TEXTO FORNECIDO |

┄┄┄┄┄┄┄┄┄┄

Além de McAvoy, Anya Taylor-Joy também brilha

Em linhas gerais, Shyamalan busca subverter as psicopatologias de uma forma semelhante ao que o filósofo Maurice Merleau-Ponty definia a arte de Cézanne. O pintor ficou conhecido pela ambiguidade de seus objetos, que se perdem em contornos e abrem o questionamento sobre os limites do real e da representação. A referência não só abre um leque novo de interpretações sobre “Fragmentado”, como também mostra uma evolução de M.Night Shyamalan como roteirista, ao buscar uma área complexa de conhecimento para incutir maior complexidade ao antagonista “Fragmentado”.

┄┄┄┄┄┄┄┄┄┄

Entradas de rotulagem da posição de objetos:
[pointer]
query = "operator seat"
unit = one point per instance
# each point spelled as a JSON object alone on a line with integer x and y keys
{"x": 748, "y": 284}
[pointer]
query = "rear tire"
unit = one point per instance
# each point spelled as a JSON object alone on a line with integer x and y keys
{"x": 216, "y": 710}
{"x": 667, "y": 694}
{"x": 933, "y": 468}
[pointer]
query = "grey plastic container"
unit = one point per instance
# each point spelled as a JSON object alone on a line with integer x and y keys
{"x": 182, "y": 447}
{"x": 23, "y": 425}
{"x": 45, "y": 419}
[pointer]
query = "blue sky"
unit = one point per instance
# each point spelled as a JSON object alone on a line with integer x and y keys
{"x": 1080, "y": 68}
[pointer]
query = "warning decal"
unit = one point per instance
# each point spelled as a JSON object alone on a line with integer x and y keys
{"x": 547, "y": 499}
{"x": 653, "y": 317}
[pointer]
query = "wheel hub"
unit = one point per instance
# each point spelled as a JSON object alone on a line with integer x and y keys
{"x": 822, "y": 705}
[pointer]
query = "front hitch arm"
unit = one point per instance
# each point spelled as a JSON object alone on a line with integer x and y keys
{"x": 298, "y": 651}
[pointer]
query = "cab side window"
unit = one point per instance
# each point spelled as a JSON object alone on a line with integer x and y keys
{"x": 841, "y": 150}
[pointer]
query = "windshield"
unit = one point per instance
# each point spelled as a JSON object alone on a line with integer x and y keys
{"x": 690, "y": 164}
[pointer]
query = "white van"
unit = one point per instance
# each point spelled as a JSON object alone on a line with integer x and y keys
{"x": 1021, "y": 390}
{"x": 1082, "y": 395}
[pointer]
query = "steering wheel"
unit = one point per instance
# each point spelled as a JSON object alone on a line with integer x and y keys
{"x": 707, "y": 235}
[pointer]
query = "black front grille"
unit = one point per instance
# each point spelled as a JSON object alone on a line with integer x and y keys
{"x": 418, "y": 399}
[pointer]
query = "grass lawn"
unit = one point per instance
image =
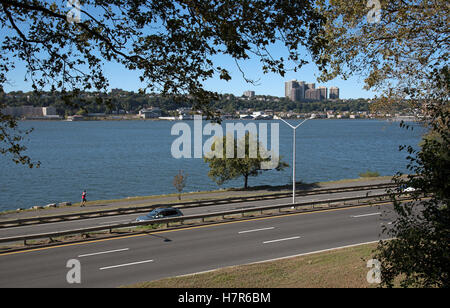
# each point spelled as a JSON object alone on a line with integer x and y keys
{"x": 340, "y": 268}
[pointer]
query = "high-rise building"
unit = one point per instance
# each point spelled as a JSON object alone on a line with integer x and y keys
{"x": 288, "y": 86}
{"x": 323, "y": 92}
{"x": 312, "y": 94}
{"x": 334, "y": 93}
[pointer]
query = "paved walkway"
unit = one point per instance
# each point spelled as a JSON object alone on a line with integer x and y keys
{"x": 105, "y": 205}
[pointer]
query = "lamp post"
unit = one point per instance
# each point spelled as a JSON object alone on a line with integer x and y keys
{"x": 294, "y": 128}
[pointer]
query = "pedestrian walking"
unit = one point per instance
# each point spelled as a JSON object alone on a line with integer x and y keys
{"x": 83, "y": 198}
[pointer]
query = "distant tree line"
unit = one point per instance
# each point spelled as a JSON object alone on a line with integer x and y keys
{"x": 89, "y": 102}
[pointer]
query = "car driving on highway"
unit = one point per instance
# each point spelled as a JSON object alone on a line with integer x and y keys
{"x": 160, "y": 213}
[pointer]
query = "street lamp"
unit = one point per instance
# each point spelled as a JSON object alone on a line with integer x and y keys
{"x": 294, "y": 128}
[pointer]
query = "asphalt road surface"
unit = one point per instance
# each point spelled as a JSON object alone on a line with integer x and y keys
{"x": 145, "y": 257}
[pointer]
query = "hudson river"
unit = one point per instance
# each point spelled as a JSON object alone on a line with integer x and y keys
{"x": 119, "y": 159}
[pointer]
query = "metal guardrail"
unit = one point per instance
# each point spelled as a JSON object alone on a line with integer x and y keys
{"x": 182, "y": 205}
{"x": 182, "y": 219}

┄┄┄┄┄┄┄┄┄┄

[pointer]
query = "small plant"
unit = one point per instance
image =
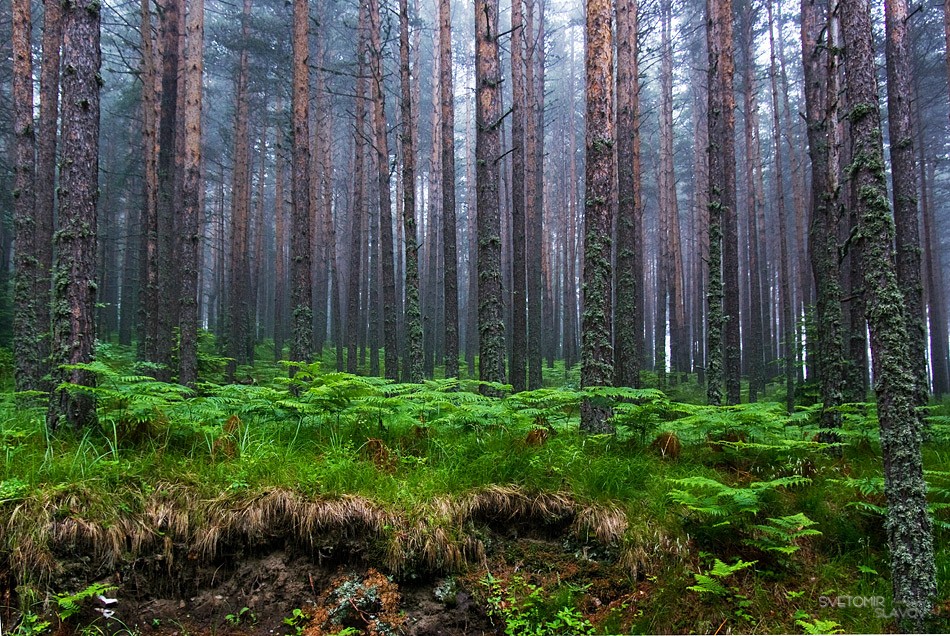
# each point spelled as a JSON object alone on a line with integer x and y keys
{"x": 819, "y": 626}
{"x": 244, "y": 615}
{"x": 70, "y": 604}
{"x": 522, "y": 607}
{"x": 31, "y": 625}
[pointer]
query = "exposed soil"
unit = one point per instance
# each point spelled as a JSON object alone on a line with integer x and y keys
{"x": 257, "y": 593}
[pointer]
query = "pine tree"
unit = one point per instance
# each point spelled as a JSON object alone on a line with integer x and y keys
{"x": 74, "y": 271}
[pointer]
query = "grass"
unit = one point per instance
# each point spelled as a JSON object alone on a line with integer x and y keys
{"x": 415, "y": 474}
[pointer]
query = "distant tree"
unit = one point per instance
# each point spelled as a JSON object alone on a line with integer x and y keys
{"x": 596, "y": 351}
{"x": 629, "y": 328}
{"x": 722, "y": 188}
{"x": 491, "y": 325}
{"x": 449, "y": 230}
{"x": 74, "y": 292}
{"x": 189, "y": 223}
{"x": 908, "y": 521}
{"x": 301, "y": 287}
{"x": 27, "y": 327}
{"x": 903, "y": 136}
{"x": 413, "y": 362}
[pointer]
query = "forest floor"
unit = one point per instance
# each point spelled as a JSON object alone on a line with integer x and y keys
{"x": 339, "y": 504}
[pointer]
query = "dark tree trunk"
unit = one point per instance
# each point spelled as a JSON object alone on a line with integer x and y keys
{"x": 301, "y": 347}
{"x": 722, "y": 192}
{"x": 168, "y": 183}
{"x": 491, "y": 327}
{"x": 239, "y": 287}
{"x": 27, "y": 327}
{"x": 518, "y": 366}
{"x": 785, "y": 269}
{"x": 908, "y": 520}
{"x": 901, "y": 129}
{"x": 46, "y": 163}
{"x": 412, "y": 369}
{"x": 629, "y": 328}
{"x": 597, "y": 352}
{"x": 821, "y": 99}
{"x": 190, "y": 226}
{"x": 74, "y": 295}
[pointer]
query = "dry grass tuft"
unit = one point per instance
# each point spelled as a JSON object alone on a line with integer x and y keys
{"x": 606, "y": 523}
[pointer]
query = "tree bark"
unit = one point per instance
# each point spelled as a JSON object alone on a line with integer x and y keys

┄┄┄┄┄┄┄┄┄┄

LISTA DE EXERCÍCIOS |
1. Segundo o texto fornecido sobre o filme “Fragmentado”, qual filósofo definiu a arte de Cézanne de forma semelhante à abordagem de Shyamalan?
2. Determine quantas linhas das entradas contêm a palavra "wheel", diferenciando maiúsculas de minúsculas. Informe somente o número.
As entradas não guardam nenhuma relação com o texto fornecido.

RESPOSTAS EM SEQUÊNCIA |
1. Maurice Merleau-Ponty.

2. 2